Direction:
Copy every one of the records below verbatim, keeping each line unchanged.

Given records:
------------------------

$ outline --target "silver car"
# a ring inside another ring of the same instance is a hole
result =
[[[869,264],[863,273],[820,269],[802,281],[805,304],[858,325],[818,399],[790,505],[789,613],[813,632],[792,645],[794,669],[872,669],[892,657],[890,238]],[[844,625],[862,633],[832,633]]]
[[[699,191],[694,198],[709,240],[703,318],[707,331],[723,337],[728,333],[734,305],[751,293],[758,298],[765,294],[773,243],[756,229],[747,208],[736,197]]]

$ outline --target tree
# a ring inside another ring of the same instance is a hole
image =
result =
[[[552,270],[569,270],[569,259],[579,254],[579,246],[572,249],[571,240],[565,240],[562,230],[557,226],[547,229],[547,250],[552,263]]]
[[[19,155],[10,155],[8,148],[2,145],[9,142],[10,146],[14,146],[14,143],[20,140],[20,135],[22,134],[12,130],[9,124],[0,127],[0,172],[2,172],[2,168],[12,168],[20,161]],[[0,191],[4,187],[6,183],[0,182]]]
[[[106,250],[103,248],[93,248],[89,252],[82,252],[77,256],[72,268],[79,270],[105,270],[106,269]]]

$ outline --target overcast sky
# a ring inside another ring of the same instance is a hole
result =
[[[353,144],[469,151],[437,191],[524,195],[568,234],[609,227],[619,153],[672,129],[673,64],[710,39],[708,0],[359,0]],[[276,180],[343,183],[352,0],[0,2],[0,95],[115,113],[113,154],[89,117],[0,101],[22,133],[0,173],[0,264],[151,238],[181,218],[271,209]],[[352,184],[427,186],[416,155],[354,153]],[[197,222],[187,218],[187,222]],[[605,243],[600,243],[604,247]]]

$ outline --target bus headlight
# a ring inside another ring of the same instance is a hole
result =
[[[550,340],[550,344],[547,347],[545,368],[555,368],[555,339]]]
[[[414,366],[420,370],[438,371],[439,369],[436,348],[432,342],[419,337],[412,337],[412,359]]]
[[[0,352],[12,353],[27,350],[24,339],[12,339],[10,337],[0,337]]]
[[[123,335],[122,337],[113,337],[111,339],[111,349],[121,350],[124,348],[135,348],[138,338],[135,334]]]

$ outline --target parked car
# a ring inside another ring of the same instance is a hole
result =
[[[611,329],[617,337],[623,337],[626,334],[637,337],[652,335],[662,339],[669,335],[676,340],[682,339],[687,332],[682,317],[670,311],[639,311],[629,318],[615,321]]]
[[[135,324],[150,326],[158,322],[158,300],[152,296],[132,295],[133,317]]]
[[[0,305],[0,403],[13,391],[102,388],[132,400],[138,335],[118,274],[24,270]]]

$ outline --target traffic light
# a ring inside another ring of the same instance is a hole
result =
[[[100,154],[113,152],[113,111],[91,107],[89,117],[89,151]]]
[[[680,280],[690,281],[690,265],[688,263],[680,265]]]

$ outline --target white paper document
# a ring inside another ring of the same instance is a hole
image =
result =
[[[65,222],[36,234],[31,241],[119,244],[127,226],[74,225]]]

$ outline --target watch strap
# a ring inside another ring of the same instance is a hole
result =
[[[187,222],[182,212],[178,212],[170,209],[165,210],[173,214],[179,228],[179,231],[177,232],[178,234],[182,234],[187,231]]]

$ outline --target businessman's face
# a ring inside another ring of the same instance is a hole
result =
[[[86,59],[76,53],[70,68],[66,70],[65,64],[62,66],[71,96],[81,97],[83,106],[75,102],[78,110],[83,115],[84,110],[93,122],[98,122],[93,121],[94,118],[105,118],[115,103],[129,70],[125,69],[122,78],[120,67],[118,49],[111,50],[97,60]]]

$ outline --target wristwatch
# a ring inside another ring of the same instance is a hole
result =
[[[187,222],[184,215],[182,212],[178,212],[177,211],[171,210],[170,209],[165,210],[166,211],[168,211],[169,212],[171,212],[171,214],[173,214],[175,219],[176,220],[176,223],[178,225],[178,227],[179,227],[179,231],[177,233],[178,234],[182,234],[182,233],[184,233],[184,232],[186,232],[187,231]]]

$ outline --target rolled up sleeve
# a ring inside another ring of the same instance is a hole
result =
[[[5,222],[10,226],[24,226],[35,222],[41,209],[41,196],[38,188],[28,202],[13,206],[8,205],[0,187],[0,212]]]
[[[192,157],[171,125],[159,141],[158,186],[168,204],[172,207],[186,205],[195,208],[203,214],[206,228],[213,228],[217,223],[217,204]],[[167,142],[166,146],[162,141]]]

------------------------

Final result:
$ outline --target "silver car"
# a ring inside another ring of the same instance is a hole
result =
[[[869,264],[863,273],[820,269],[802,281],[805,304],[858,325],[818,399],[790,505],[789,613],[813,632],[792,645],[794,669],[872,669],[892,657],[890,238]],[[844,625],[862,633],[832,633]]]
[[[699,191],[694,198],[709,240],[703,318],[707,331],[723,337],[728,333],[734,305],[751,293],[758,298],[765,294],[773,243],[756,229],[747,208],[736,197]]]

$ outline --target tree
# a ring inside another ring of the same instance is a hole
image =
result =
[[[552,270],[569,270],[569,259],[579,254],[579,246],[572,249],[571,240],[565,240],[562,230],[557,226],[547,229],[547,250],[552,263]]]
[[[19,155],[10,155],[8,148],[2,145],[9,142],[10,146],[14,146],[14,143],[20,140],[20,135],[22,134],[12,130],[9,124],[0,127],[0,172],[2,172],[2,168],[12,168],[20,161]],[[0,191],[4,187],[6,183],[0,182]]]
[[[106,250],[103,248],[93,248],[89,252],[82,252],[77,256],[72,268],[79,270],[105,270],[106,269]]]

$ outline --target overcast sky
# a ring inside another ring of the same instance is a hole
result =
[[[353,144],[469,151],[437,191],[524,195],[568,234],[609,227],[619,153],[672,129],[673,64],[710,39],[708,0],[359,0]],[[276,180],[343,183],[352,0],[0,2],[0,95],[115,113],[113,154],[89,117],[0,101],[22,133],[0,173],[0,264],[151,238],[181,218],[271,209]],[[352,184],[427,186],[416,155],[354,153]],[[197,222],[187,218],[187,222]],[[605,243],[600,243],[604,247]]]

$ outline --target bus headlight
# a ring inside another ring of the same instance is a hole
result =
[[[550,340],[550,344],[547,347],[545,368],[555,368],[555,339]]]
[[[414,366],[420,370],[438,371],[439,369],[436,348],[432,342],[419,337],[412,337],[412,359]]]
[[[0,352],[12,353],[27,350],[24,339],[12,339],[10,337],[0,337]]]
[[[123,335],[122,337],[113,337],[111,339],[111,349],[121,350],[124,348],[135,348],[138,338],[135,334]]]

$ outline --target parked car
# a ring inside another ring of the same instance is a hole
result =
[[[611,329],[617,337],[623,337],[626,334],[637,337],[652,335],[662,339],[669,335],[676,340],[682,339],[687,332],[682,317],[670,311],[639,311],[629,318],[615,321]]]
[[[135,324],[150,326],[158,322],[158,300],[152,296],[132,295],[133,317]]]
[[[0,305],[0,403],[13,391],[102,388],[132,400],[138,335],[118,274],[24,270]]]

$ outline --target traffic light
# a ring inside another ring of the same instance is a hole
result =
[[[100,154],[113,152],[113,111],[91,107],[89,117],[89,151]]]
[[[680,280],[690,281],[690,265],[688,263],[680,265]]]

$ outline --target white paper document
# a ring inside another ring of the same instance is a hole
image =
result =
[[[65,222],[36,234],[31,241],[119,244],[127,226],[74,225]]]

$ outline --target watch strap
# a ring inside another ring of the same instance is a hole
result =
[[[187,222],[182,212],[178,212],[170,209],[165,210],[173,214],[179,228],[179,231],[177,232],[178,234],[182,234],[187,231]]]

$ outline --target businessman's face
# a ring inside another ring of the same instance is a hole
result =
[[[86,59],[76,53],[70,68],[66,70],[65,64],[62,66],[71,96],[81,97],[83,106],[75,102],[78,110],[83,115],[84,110],[93,122],[98,122],[93,121],[94,118],[105,118],[115,103],[129,70],[125,69],[122,78],[120,67],[118,49],[111,50],[97,60]]]

$ outline --target wristwatch
# a ring inside another ring of the same instance is a hole
result =
[[[187,222],[184,215],[182,212],[178,212],[177,211],[171,210],[170,209],[165,210],[166,211],[168,211],[169,212],[171,212],[171,214],[173,214],[175,219],[176,220],[176,223],[178,225],[178,227],[179,227],[179,231],[177,233],[178,234],[182,234],[182,233],[184,233],[184,232],[186,232],[187,231]]]

$ outline --target rolled up sleeve
# a ring inside another ring of the same instance is a hole
result =
[[[5,222],[10,226],[24,226],[35,222],[41,209],[41,196],[38,188],[28,202],[13,206],[8,205],[0,187],[0,212]]]
[[[192,157],[171,125],[159,141],[158,186],[168,204],[172,207],[186,205],[195,208],[203,214],[206,228],[213,228],[217,223],[217,204]],[[167,142],[166,146],[162,141]]]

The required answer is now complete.